What this task involves:
Tally the lines of the data below that contain the string "instance". Give the tally and nothing else.

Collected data
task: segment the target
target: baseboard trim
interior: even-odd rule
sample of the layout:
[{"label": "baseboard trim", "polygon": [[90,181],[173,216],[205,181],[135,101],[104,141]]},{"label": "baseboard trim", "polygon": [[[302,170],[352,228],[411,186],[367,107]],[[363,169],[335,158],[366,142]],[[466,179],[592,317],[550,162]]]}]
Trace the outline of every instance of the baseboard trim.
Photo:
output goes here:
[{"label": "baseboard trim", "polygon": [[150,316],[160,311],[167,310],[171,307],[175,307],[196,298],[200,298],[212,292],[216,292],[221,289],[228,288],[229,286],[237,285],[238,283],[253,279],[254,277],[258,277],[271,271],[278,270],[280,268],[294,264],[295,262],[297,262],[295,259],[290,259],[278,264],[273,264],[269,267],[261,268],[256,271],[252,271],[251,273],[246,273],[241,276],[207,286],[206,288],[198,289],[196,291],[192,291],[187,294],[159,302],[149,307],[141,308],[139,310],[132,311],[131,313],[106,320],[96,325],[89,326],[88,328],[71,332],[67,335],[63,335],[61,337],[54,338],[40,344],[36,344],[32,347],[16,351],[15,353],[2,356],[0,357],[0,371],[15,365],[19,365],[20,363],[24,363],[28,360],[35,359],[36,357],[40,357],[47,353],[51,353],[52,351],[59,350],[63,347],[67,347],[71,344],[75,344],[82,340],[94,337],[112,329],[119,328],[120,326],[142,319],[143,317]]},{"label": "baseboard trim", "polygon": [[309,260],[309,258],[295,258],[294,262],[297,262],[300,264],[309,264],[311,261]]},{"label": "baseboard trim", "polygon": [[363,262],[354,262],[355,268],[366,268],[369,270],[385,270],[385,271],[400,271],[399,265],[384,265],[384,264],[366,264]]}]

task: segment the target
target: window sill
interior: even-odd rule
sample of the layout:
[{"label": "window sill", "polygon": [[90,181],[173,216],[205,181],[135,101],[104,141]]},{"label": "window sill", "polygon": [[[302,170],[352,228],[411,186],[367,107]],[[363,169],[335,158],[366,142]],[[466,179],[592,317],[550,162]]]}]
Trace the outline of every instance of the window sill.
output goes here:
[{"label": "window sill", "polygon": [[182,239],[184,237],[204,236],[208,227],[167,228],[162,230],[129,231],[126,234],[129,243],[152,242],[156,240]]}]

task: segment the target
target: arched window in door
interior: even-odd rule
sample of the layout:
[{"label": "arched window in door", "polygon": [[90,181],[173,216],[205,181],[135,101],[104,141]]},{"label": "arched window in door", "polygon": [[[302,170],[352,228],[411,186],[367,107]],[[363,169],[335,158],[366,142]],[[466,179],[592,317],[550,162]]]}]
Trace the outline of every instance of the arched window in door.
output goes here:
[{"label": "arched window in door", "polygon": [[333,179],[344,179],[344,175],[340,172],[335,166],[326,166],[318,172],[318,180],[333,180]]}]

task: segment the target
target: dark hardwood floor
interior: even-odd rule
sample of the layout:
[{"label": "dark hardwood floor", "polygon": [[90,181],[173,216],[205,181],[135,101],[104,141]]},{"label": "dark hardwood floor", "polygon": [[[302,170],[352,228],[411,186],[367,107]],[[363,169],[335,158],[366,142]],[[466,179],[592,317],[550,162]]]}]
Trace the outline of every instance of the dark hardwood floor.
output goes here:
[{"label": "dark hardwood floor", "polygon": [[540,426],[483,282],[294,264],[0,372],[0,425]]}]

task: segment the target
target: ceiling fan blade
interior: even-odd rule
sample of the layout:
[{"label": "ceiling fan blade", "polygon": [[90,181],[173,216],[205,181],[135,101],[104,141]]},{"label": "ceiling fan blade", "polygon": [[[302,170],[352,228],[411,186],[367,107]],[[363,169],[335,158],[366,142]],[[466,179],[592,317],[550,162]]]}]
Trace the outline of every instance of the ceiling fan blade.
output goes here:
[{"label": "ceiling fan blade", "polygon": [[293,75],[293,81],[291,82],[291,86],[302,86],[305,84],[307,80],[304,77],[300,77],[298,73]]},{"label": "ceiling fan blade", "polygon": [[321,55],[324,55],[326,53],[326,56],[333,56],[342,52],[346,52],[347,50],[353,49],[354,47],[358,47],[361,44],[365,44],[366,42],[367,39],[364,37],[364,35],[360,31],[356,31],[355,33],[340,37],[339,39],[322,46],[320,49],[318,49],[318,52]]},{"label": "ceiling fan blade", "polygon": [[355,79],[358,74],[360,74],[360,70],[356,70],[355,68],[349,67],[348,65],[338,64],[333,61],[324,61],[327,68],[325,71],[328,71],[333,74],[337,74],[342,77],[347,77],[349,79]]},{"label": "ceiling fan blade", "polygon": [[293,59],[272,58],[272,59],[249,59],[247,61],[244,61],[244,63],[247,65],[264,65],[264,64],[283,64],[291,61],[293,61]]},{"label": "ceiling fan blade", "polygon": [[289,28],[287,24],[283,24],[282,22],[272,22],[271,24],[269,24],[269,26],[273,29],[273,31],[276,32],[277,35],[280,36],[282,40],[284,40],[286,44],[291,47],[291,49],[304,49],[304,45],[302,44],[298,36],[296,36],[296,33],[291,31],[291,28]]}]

Written response:
5